_Source excerpt_
◇ ◇ ◇ ◇ ◇

Summary: PENTECOST 6, YEAR A - Jacob Wrestles With God. One of my most enjoyable sermons. Talks about how God can use us even when we have little faith and we come from a disfunctional family system.

"Now he arose that same night and took his two wives and his two maids and his eleven children, and crossed the ford of the Jabbok. And he took them and sent them across the stream. And he sent across whatever he had. Then Jacob was left alone, and a man wrestled with him until daybreak. And when he saw that he had not prevailed against him, he touched the socket of his thigh; so the socket of Jacob’s thigh was dislocated while he wrestled with him. Then he said, “Let me go, for the dawn is breaking.” But he said, “I will not let you go unless you bless me.” So he said to him, “What is your name?” And he said, “Jacob.” And he said, “Your name shall no longer be Jacob, but Israel; for you have striven with God and with men and have prevailed.” Then Jacob asked him and said, “Please tell me your name.” But he said, “Why is it that you ask my name?” And he blessed him there. So Jacob named the place Peniel, for he said, “I have seen God face to face, yet my life has been preserved.” Now the sun rose upon him just as he crossed over Penuel, and he was limping on his thigh.

INTRODUCTION

Listen with me to a story. A story that we may all find is in someway our story. This is a story about a great man named Israel, who at this moment is neither great, nor is he known by the name Israel. But then, as Shakespear has Juliet ask "what is in a name? that which we call a rose by any other name would smell as sweet." None of us got to chose the name by which we are known, if we had many of us would have chosen a different name. Perhaps Elvis? Some of us prefer to answer to a pet name given to us by a loved one, and abhor those nick names given by classmates wanting to shame us. Some seek to make a name for themselves. There are names that have become household names. Names of terror like Alexander, Napoleon, or Hilter. Names of faith like the Apostle Paul, Gregory the Great, and Mother Theresa of Calcuta. Some names created to mean one thing have come to mean something distinctly different. A name for indistructability became disaster when the name was Titanic. I.B.M literally means International Business Machine, but to many who work for that company it has come to mean "I’ve Been Moved." When, after wresting all night beside the river Jabbok, God asked his opponent what is your name, he was asking more than what do people call you. At this period in the middle east to know someones name was to have power over them. People believed that a person’s name held the key to the very essence of their soul. So when God asked what is your name, He was asking in essence "name for me the very nature of your being." The reply God received was, "I am Jacob, the supplanter."

◇ ◇ ◇ ◇ ◇

_Data provided_

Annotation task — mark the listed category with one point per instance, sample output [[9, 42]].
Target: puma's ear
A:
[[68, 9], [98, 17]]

◇ ◇ ◇ ◇ ◇

_Challenges_
a) Reproduce the stretch of the sermon on Jacob wrestling with God from "Summary: PENTECOST 6, YEAR" through "disfunctional family system.", word for word.
b) Resume the sermon on Jacob wrestling with God, picking up after its last sentence.

_Results of the tasks_
a)
Summary: PENTECOST 6, YEAR A - Jacob Wrestles With God. One of my most enjoyable sermons. Talks about how God can use us even when we have little faith and we come from a disfunctional family system.

b)
A LIFE OF CONFLICT

To understand Jacob’s name we must start even before his entrance into life. While still in his mother’s womb he and his brother caused such agitation that Rebekah thought she would surely die before giving birth. Seeking God in prayer Rebekah received this insight from God. "Two nations are in you womb, and two peoples, born of you, shall be divided; the one shall be stronger than the other, the elder shall serve the younger." These two children were children of promise. And it would be through them that God would continue to carry out that promise he had given Abraham that "through his seed all nations would be blessed." When time came for giving birth the first child was covered with hair and red of skin, so they called him Esau. But as he came forth from his mother’s womb the second child was found grasping Esau’s ankle. This second son they called Jacob, which means "heel/trickster/over-reacher/supplanter." Children of promise, now newly named.

When we are born we are born into families, and it is these families that influence our identity. It is our parents who name us and it is our families who tell us who we are to be. Were there is love this is a wonderous thing, were there is conflict it is the children that suffer. Unaware of these dynamics children are often triangled into the troubled relationship between husband and wife. This was true for both Esau and Jacob. Issac and Rebekha’s relationship had grown cold and distant by the time these two boys came onto the seen. This distance was manifested in the parents favortism for one son over that of the other. Issac chose his first born Esau as his favored son. Esau was daddy’s boy, a man’s man. Strong of body and familiar with the hard life of a hunter. Jacob, on the other hand, was picked by Rebekah to be momma’s boy, a son of gentle spirit, who as a farmer hung around the tents like the women.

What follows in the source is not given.